* **Bloc de texte**

══════

Université de Rouen
Cérédi - Centre d'étude et de recherche Editer-Interpréter
IRIHS - Institut de Rechercher Interdisciplinaire Homme Société
Université Paris-Sorbonne
CELLF
Obvil

Édition des Lettres de Juliette Drouet à Victor Hugo - ISSN : 2271-8923

Accueil > Lettres de Juliette Drouet à Victor Hugo > 1841 > Mars > 18

18 mars 1841

18 mars [1841], jeudi matin, 11 h. ¾

Bonjour mon pauvre petit martyr, bonjour mon cher bien-aimé, comment vas-tu ce matin ? Comment vont tes pieds ? J’espérais qu’ils te feraient assez de mal pour te forcer à revenir mettre les autres mais il paraît qu’entre deux tortures tu as donné la préférence aux bottes trop étroites sur l’amour trop grand [1]. Chacun son goût et pour confirmation je pourrais ajouter le proverbe de mon pauvre vieux père [2] : « C’est comme un moine qui pissait dans sa soupe ». Je pourrais ajouter encore bien autre chose mais je ne veux pas vous ennuyera, d’autant plus que je n’y gagnerais rien.

══════

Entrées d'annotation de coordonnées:
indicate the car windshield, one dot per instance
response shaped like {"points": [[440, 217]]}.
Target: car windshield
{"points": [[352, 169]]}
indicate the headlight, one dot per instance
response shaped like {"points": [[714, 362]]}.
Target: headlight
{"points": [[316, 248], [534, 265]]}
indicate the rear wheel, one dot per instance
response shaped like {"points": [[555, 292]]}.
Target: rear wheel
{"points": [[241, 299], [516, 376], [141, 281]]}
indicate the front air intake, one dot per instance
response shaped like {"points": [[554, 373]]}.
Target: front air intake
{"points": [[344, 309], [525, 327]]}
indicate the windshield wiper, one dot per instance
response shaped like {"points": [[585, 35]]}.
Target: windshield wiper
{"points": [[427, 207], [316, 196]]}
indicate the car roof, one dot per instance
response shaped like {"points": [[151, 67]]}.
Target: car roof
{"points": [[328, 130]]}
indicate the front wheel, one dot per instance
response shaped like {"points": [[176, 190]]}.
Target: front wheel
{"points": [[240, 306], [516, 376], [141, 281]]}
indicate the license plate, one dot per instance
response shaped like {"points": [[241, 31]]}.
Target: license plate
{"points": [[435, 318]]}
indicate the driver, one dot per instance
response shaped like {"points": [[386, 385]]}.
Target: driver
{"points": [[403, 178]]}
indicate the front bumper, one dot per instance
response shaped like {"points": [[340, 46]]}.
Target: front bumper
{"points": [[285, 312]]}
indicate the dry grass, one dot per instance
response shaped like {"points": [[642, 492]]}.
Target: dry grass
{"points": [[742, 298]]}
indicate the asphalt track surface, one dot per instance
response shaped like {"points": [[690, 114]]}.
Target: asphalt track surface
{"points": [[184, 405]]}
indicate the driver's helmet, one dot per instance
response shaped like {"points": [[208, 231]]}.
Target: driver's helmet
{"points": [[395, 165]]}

══════

* **À faire**
a) À quelle heure la lettre du 18 mars 1841 est-elle datée ?
b) Recopiez à l'identique, s'il vous plaît, le passage de la lettre qui commence par « 18 mars [1841], jeudi » et se poursuit jusqu'à « n’y gagnerais rien. ».
Servez-vous uniquement de la lettre.

* **Réponses complètes**
a) Elle est datée de 11 h ¾, un jeudi matin.

b)
18 mars [1841], jeudi matin, 11 h. ¾

Bonjour mon pauvre petit martyr, bonjour mon cher bien-aimé, comment vas-tu ce matin ? Comment vont tes pieds ? J’espérais qu’ils te feraient assez de mal pour te forcer à revenir mettre les autres mais il paraît qu’entre deux tortures tu as donné la préférence aux bottes trop étroites sur l’amour trop grand [1]. Chacun son goût et pour confirmation je pourrais ajouter le proverbe de mon pauvre vieux père [2] : « C’est comme un moine qui pissait dans sa soupe ». Je pourrais ajouter encore bien autre chose mais je ne veux pas vous ennuyera, d’autant plus que je n’y gagnerais rien.